- **Pointing records for named objects**:

*****

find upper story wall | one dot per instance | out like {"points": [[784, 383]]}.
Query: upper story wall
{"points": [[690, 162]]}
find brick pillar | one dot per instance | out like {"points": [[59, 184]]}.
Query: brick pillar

*****

- **The exercise**: Convert all of the lines above into a numbered list, omitting any blank lines.

- **Exercise solution**:
1. find upper story wall | one dot per instance | out like {"points": [[784, 383]]}.
2. Query: upper story wall
3. {"points": [[690, 162]]}
4. find brick pillar | one dot per instance | out like {"points": [[59, 184]]}.
5. Query: brick pillar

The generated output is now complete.